## Zadania
a - Wymień rodzaje maseczek, które według tekstu o zakrywaniu twarzy będzie można stosować.
b - Podaj dalszy ciąg tekstu o zakrywaniu twarzy.

Oceń
Minister zdrowia Adam Niedzielski ogłosił zmiany w podstawowych obostrzeniach pandemicznych. Już od soboty 27 lutego możemy zapomnieć o bandamkach czy przyłbicach.
To już pewne - Ministerstwo Zdrowia ma dość zabawy w udawanie walki z pandemią, a przynajmniej w jednej kwestii. Politycy zdecydowali, by w końcu zakazać osłon twarzy, które w żaden sposób nie chronią przed koronawirusem. Na przygotowanie się dają Polakom zaledwie chwilę.
Wedle nowych przepisów, jedyna forma ochrony to maseczki. Stosować będzie można zarówno jednorazówki, jak i maski profesjonalne z filtrami i osłony szyte ręcznie. Zakazane - i to całkowicie, pod groźbą mandatu - zostają przyłbice. Ust i nosa nie będzie można już także zasłaniać szalikami, chustami czy innymi częściami garderoby.
Zmiany w osłanianiu twarzy wejdą w życie już w sobotę 27 lutego. Za niedostosowanie się do przepisów grozić nam będzie mandat w wysokości 500 złotych, a nawet kara od sanepidu w wysokości 30 tysięcy złotych.
Profesjonalne maseczki będą nakazane?
O zmianach w obostrzeniach już rano w środę mówił rzecznik Ministerstwa Zdrowia Wojciech Andrusiewicz. Poinformował o kategorycznym zakazie zamienników i nakazie noszenia maseczek. Odniósł się też do doniesień o obowiązku nabycia i korzystania z profesjonalnych maseczek filtrujących.

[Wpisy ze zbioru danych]
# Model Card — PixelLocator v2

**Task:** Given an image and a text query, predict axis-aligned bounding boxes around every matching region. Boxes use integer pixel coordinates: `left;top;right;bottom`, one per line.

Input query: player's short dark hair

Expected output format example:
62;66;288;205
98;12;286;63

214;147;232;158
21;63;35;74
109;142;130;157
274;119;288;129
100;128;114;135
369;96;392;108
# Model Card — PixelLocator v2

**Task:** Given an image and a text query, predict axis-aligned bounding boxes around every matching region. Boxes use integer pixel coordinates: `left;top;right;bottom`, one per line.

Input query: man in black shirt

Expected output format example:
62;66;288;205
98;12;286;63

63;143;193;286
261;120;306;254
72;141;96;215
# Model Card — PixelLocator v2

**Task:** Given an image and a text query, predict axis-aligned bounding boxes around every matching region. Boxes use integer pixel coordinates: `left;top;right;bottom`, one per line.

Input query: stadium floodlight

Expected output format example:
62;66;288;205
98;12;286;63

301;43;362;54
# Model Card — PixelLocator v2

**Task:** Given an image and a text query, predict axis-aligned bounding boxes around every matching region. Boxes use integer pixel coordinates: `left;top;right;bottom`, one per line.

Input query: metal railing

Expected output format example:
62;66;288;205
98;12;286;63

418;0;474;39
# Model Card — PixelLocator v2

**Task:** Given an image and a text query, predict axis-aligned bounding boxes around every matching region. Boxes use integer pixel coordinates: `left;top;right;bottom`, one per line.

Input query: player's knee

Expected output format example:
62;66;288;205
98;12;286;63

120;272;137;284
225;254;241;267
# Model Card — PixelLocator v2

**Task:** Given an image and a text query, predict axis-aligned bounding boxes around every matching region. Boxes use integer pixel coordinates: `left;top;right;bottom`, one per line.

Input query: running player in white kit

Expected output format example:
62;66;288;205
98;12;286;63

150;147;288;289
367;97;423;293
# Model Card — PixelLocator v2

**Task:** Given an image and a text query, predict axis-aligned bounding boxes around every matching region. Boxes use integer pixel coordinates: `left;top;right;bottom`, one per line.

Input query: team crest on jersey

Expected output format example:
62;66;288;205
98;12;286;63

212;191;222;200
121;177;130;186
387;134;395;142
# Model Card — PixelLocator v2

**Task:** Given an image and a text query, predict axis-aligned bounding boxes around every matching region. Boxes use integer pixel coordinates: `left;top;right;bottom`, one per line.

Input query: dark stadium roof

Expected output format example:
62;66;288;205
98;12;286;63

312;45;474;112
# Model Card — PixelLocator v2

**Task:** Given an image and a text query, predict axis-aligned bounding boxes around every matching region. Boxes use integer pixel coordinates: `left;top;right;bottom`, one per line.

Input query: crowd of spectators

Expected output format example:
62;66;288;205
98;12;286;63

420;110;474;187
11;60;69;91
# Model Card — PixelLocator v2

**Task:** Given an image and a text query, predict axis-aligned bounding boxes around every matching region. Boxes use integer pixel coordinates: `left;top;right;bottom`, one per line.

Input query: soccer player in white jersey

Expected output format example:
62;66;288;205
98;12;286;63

## Rozwiązania
a - jednorazówki, maski profesjonalne z filtrami, osłony szyte ręcznie

b -
Oczywiście najlepiej by było, gdybyśmy wszyscy posługiwali się czymś od maseczek chirurgicznych w górę, przechodzili przez poziom FFP2 czy FFP3, ale pamiętajmy, że to jest towar, który kupujemy na rynku i nagły popyt będzie kształtował cenę i podaż. Nie chcielibyśmy teraz, żeby nagle społeczeństwo płaciło krocie za maseczkę chirurgiczną z uwagi na to, że wprowadzamy rozwiązania, które będą obowiązywały za kilka dni. Nie chcemy stawiać przed takim faktem całego społeczeństwa
- powiedział rzecznik Ministerstwa Zdrowia.
Zauważył przy tym, że profesjonalne maseczki byłyby ochroną najlepszą, nie można jednak wprowadzić obowiązku noszenia ich z dnia na dzień, bo towaru mogłoby zabraknąć. Czy to oznacza, zmianę przepisów w bliskiej przyszłości? W czasie konferencji prasowej Ministerstwa Zdrowia usłyszeliśmy, że... owszem.